Schreibaufgabe →
Führen Sie den Text über die Ealing-Komödien im Anschluss an seinen letzten Satz weiter.

*** Seitentext

Schwarzer Humor und eine knochentrockene Erzählweise sind die Markenzeichen der Ealing-Komödien. Mehr als von der Inszenierung leben sie von perfekt aufgebauten Drehbüchern, in denen der genau beobachtete britische Alltag und sorgfältig charakterisierte Figuren mit einer teils bizarren Geschichte verknüpft wird. Aus diesem Widerspruch entwickelt sich durch die zurückhaltende, alles wie selbstverständlich hinnehmende Inszenierung große Komik.

Nichts Spektakuläres ist ja dran, wenn sich ein Kammerorchester bei einer alten Dame einmietet. Den Kick bekommt " The Ladykillers" (Alexander Mackendrick, 1955) freilich dadurch, dass sich hinter den scheinbar biederen Musikern Gangster verbergen, die die Tarnung für einen Banküberfall nützen wollen. Verstehen kann man auch den Zorn des enterbten Louis Mazzini in "Kind Hearts and Coronets – Adel verpflichtet" (1949). Bissig wird es freilich, wenn er beschließt, um doch noch ans Erbe zu kommen, die acht vor ihm gereihten Verwandten zu beseitigen und Regisseur Robert Hamer die Adeligen, die allesamt von Alec Guiness gespielt werden, jeweils auf eine andere, aber immer zur Person passende Art aus dem Leben scheiden lässt.

Die Kleinen setzen sich da immer wieder gegen die gehobene Gesellschaft zur Wehr. In "The Lavender Hill Mob" (Einmal Millionär sein, 1951) bereitet ein unauffälliger, scheinbar seriöser Bankbeamte ganz nebenbei einen großen Bankraub vor und in "The Titfield Thunderbolt" ("Titfield Express, 1953) starten die Bewohner einer Kleinstadt eine Protestaktion gegen die Schließung einer Kleinbahn. Alexander Mackendrick wiederum rechnet in "The Man in the White Suit" (1951), in dem ein Chemiker eine unzerstörbare Faser erfindet, mit dem Monopolismus von Industriebetrieben und Gewerkschaften ab.

******
*** Datenauszug

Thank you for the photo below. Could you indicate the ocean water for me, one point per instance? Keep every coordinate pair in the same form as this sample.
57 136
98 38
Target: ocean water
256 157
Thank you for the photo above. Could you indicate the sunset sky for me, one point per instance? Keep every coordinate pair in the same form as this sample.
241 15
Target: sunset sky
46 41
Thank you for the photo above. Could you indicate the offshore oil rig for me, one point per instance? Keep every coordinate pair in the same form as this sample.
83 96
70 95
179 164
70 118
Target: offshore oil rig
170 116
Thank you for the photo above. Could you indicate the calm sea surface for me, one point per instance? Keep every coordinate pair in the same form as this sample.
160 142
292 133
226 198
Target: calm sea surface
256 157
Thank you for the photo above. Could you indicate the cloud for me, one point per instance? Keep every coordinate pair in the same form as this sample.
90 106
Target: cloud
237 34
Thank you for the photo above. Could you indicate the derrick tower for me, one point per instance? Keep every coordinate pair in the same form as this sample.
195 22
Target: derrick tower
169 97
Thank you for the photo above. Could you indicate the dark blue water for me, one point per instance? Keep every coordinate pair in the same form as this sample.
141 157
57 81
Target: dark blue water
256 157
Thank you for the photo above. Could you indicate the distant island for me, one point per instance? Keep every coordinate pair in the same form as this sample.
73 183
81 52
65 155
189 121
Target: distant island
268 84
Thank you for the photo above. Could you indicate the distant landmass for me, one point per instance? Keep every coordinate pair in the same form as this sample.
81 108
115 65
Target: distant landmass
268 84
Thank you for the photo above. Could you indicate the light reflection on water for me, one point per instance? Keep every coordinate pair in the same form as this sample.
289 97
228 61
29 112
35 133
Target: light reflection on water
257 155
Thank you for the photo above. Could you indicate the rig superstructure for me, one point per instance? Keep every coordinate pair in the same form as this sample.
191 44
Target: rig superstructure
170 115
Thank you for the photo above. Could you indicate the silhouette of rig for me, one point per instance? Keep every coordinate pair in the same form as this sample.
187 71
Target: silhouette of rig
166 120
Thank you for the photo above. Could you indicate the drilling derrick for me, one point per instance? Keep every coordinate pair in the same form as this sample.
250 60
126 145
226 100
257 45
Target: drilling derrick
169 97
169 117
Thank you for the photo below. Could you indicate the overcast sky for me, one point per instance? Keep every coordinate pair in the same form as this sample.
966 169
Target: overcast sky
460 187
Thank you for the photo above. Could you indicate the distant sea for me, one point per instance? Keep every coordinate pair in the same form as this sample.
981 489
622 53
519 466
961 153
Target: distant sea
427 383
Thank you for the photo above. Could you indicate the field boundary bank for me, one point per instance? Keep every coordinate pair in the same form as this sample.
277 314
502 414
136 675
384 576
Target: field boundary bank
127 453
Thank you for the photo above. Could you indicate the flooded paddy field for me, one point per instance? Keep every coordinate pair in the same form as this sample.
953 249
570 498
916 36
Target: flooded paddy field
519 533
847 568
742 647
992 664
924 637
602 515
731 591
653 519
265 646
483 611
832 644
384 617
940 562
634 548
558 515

******

Schriftliche Antwort →
Zwar waren nur 17 der 58 Nachkriegsproduktionen des Studios Komödien, dennoch prägten diese das Image von Ealing. Kaum mit diesem Studio in Verbindung gebracht wird dagegen der alptraumhafte "Night of Dead" (Traum ohne Ende, 1945), das Drama „Scott of the Antarctic" ("Scotts letzte Fahrt", 1948), über die letzte Südpol-Expedition Robert Scotts oder die Kriegsfilme "The Cruel Sea" ("Der große Atlantik", (1952) und "Dünkirchen" (1958). 1955 wurde aufgrund wirtschaftlicher Probleme das Studiogelände an die BBC verkauft, Ealing produzierte aber noch drei Jahre unter eigenem Namen Filme in der Londoner Filiale von MGM, ehe der Betrieb endgültig eingestellt wurde.

Wiederbelebung erfuhr das Studio mit der Jahrtausendwende. Oliver Parkers Oscar Wilde-Verfilmungen "The Importance of Being Earnest" (2002) und "The Picture of Dorian Gray" (2010) wurden ebenso von Ealing produziert wie die spritzige Noel Coward-Adaption "Easy Virtue" (2008), die mit ihren rasanten Rededuellen freilich näher den amerikanischen Screwball- als den britischen Ealing-Komödien ist.